─── Records supplied ───

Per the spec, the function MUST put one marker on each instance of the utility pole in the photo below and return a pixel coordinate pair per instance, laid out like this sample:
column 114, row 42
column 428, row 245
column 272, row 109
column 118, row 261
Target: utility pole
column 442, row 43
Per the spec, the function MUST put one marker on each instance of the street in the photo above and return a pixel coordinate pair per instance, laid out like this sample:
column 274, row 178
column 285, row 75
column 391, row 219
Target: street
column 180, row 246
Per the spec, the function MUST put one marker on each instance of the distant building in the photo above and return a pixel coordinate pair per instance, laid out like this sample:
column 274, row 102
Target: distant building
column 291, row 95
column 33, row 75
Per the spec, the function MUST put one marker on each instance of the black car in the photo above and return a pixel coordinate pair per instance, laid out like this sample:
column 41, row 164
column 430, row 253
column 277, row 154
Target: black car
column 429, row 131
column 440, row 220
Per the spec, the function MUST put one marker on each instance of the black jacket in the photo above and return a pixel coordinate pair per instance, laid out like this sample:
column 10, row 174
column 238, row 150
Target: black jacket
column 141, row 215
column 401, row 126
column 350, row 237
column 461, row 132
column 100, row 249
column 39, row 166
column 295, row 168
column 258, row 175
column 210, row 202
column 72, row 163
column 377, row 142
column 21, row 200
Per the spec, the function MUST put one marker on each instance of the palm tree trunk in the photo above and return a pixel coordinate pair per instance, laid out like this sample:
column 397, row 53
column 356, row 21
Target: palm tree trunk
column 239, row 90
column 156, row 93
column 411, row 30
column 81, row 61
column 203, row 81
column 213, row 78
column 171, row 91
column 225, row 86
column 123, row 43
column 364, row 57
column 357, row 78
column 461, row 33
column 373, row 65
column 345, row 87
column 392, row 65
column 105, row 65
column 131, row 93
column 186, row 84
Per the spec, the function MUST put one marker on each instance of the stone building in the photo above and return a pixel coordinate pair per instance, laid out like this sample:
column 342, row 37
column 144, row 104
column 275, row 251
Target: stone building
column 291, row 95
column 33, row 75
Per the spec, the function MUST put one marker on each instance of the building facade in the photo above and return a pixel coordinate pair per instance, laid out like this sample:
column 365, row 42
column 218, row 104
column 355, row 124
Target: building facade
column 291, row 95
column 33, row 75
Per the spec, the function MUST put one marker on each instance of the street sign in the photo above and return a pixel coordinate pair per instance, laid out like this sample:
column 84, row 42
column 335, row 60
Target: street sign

───

Aim of the exercise
Every record above is to be restated exactly as it reads.

Output below
Per the spec, the function MUST put one marker on each instance of the utility pole in the photo below and return a pixel coordinate pair per instance, laid out like this sample:
column 114, row 42
column 428, row 245
column 272, row 109
column 118, row 261
Target: utility pole
column 442, row 43
Per the spec, the function MUST put one marker on each instance of the street in the photo above and return a pixel coordinate pair per instance, laid out like this sample:
column 274, row 178
column 285, row 75
column 391, row 219
Target: street
column 180, row 246
Per the spec, the function MUST put one marker on each instance of the distant building in the photo above and return a pixel coordinate pair per instance, laid out like this sample:
column 274, row 102
Target: distant building
column 291, row 95
column 33, row 75
Per the spec, the function MUST put one marker on each instance of the black car in the photo above and return a pixel coordinate pair per instance, laid out like this sample:
column 41, row 164
column 430, row 253
column 277, row 154
Target: black car
column 429, row 131
column 440, row 220
Per the spec, the function MUST put one marker on each instance of the black jacket in the photo above and return a pixel coordinate pair per instance, laid out like this sample:
column 10, row 174
column 238, row 150
Target: black jacket
column 141, row 215
column 401, row 126
column 350, row 237
column 461, row 132
column 100, row 249
column 39, row 166
column 295, row 168
column 258, row 175
column 210, row 202
column 72, row 163
column 377, row 142
column 21, row 200
Per the spec, the function MUST put one marker on each instance of the palm tree trunk in the photo above and return a pixel coordinate pair per instance, laid out like this sample:
column 397, row 53
column 356, row 21
Target: palm tree trunk
column 239, row 90
column 156, row 93
column 411, row 30
column 81, row 61
column 203, row 81
column 213, row 78
column 171, row 91
column 225, row 86
column 123, row 43
column 364, row 57
column 357, row 78
column 461, row 33
column 373, row 65
column 345, row 87
column 392, row 65
column 105, row 65
column 131, row 93
column 186, row 84
Per the spec, the function MUST put one marker on each instance of the stone building in the photo above and return a pixel coordinate pair per instance, laid out like this sample:
column 342, row 37
column 144, row 104
column 275, row 251
Target: stone building
column 291, row 95
column 33, row 75
Per the spec, the function MUST put one marker on each instance of the building facade in the photo above and return a pixel coordinate pair per instance, laid out like this sample:
column 365, row 42
column 218, row 104
column 355, row 124
Target: building facade
column 291, row 95
column 33, row 75
Per the spec, the function MUST put one marker on each instance of the street sign in the photo above and return a pixel coordinate pair per instance, laid out like this sample:
column 84, row 42
column 335, row 60
Target: street sign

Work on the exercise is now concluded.